**Try it:**
Reproduce the listing word for word, starting with its first line and ending with the line that contains "negative clicks: (395, 50) (248, 71)", including both of those lines.

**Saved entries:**
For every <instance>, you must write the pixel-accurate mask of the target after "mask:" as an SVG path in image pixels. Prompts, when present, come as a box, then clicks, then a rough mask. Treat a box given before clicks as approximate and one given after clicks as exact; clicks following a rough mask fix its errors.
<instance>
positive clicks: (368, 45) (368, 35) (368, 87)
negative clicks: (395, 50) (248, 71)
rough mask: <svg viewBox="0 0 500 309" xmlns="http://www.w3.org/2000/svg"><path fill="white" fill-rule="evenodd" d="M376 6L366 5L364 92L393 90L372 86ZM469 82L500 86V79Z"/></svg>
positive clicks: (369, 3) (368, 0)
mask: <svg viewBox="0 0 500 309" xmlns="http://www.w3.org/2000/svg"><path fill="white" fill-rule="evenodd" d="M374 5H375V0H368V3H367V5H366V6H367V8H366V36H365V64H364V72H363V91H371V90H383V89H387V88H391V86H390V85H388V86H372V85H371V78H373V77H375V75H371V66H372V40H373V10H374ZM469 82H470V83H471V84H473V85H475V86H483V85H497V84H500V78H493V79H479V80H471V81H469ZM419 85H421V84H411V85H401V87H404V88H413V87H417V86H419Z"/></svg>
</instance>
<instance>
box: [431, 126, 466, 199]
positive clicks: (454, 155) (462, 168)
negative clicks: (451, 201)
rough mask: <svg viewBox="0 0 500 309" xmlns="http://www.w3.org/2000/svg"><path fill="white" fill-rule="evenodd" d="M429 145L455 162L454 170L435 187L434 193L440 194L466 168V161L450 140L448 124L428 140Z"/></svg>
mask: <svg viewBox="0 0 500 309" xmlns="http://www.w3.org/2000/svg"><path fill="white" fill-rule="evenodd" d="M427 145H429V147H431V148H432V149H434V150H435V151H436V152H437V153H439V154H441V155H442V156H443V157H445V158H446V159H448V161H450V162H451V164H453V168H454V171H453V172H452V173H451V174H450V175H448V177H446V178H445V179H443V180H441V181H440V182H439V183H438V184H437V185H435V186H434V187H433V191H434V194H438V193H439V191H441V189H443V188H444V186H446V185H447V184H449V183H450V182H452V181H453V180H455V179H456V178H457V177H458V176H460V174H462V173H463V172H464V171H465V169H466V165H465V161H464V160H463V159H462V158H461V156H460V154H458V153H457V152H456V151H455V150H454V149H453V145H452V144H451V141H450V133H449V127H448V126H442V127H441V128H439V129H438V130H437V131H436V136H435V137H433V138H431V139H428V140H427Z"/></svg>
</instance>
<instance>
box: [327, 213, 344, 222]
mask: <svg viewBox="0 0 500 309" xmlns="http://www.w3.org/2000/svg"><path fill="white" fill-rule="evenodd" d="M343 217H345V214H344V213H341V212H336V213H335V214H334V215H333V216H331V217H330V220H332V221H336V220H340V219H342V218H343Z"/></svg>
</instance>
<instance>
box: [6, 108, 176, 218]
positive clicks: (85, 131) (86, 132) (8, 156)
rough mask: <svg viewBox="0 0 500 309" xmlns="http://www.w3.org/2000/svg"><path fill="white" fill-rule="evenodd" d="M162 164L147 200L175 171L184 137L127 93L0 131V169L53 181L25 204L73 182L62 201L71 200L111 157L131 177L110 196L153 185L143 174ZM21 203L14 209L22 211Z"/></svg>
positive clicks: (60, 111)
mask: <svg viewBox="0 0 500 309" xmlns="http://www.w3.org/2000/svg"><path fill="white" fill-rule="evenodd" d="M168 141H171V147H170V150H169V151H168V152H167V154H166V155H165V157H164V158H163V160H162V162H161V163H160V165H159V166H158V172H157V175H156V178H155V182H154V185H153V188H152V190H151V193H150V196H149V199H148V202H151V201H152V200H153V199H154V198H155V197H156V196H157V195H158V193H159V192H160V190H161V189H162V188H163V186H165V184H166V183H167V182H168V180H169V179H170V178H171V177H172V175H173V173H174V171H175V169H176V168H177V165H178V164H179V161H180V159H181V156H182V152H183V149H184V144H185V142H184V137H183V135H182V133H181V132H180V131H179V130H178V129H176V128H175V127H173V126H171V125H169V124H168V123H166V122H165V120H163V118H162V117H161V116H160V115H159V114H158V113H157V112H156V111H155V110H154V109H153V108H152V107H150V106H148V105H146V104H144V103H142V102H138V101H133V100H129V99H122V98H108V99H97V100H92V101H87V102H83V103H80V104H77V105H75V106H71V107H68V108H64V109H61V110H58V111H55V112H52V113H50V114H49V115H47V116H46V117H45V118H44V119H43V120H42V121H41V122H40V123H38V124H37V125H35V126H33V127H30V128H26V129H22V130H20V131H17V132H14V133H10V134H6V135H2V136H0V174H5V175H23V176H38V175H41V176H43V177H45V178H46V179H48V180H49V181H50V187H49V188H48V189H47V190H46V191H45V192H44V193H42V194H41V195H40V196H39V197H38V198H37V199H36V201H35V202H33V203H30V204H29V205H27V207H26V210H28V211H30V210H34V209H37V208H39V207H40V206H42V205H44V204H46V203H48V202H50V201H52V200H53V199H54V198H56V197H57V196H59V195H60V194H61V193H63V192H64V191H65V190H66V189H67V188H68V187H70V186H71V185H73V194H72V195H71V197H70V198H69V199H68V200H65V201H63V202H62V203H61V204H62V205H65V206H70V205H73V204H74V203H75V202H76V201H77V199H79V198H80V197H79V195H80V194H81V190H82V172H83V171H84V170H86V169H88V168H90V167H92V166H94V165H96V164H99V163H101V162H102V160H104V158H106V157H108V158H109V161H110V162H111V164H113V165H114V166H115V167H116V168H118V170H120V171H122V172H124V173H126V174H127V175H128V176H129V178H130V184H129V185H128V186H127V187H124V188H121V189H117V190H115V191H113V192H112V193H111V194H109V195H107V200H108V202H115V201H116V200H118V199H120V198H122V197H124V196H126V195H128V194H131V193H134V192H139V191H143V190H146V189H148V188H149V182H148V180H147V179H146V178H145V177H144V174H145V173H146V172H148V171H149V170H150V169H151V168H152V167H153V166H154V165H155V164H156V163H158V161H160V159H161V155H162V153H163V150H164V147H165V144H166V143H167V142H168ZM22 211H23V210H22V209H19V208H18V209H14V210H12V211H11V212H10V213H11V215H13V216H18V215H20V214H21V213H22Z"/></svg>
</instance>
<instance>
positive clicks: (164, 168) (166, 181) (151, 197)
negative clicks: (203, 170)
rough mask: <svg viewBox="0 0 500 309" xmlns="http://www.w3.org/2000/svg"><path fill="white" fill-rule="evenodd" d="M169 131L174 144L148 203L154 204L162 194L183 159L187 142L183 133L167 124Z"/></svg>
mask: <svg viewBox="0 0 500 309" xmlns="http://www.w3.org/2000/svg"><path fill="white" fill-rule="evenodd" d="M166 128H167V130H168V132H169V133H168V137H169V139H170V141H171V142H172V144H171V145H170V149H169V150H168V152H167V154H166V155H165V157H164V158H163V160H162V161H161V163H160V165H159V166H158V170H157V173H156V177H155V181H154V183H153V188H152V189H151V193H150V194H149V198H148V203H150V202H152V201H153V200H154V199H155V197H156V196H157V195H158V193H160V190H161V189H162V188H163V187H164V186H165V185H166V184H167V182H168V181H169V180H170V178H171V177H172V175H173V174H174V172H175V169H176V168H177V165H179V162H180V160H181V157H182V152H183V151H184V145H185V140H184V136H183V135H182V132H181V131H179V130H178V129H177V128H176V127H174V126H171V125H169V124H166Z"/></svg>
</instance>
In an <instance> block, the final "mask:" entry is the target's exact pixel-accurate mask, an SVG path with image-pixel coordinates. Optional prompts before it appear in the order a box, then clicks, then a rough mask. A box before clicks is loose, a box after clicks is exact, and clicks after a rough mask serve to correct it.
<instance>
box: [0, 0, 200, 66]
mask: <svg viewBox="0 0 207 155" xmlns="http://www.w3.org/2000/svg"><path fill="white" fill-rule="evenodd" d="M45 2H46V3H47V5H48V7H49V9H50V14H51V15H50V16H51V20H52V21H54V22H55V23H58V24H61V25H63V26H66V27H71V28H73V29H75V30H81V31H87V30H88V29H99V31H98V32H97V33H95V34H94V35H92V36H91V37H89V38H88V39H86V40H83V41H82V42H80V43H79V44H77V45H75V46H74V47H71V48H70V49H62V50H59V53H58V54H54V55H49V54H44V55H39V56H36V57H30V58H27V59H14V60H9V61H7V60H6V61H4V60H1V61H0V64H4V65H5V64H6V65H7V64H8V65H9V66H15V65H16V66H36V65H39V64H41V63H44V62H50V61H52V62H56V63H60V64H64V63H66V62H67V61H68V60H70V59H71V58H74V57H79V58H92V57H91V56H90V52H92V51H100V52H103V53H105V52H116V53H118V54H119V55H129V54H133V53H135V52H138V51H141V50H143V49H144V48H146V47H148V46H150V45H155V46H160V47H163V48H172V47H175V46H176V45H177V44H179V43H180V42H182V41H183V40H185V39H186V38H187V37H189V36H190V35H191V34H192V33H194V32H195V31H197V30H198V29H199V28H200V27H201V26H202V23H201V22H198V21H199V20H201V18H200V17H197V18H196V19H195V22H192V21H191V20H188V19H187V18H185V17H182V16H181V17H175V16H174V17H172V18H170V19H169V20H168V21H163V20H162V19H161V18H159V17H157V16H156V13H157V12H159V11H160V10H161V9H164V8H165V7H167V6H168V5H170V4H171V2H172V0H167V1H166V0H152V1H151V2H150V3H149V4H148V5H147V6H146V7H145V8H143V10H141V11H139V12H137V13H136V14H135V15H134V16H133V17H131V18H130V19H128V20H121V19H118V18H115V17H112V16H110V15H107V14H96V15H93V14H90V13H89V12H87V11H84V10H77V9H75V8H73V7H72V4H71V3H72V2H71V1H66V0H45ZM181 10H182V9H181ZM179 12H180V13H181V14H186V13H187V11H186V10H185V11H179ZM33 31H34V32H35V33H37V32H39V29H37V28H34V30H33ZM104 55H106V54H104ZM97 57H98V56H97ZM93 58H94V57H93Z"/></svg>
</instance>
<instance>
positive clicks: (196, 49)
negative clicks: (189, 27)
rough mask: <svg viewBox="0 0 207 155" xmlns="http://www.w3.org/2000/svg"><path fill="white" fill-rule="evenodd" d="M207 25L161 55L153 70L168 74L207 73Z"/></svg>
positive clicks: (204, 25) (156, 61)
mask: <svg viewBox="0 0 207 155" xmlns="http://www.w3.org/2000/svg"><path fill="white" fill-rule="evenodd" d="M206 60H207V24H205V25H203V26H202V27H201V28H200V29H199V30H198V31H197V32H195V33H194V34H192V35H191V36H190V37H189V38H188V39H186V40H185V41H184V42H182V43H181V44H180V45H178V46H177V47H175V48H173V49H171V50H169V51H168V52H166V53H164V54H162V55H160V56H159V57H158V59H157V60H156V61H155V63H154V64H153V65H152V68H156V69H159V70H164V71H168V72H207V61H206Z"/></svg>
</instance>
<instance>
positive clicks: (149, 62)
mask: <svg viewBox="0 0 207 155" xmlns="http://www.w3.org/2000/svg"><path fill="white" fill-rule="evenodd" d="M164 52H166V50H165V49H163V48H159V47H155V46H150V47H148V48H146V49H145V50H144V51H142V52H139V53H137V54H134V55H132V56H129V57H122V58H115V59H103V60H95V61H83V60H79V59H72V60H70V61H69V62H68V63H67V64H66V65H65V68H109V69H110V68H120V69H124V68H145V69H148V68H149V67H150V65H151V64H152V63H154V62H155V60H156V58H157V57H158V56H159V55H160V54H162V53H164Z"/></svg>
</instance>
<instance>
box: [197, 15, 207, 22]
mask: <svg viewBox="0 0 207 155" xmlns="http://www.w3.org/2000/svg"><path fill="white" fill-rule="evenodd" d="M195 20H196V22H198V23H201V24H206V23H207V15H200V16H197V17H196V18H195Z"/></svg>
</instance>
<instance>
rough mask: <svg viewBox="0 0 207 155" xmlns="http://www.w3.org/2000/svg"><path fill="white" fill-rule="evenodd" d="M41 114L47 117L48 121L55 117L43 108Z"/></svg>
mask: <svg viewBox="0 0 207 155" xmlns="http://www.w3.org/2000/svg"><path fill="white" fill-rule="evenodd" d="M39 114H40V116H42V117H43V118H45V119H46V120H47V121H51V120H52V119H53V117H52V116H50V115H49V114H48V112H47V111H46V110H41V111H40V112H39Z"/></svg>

**Exercise result:**
For every <instance>, you must write the pixel-accurate mask of the target after "mask:" as an SVG path in image pixels. Prompts, when present, come as a box, then clicks, then a rough mask. Treat a box given before clicks as approximate and one given after clicks as exact; clicks following a rough mask fix its errors.
<instance>
positive clicks: (368, 45) (368, 35) (368, 87)
negative clicks: (395, 50) (248, 71)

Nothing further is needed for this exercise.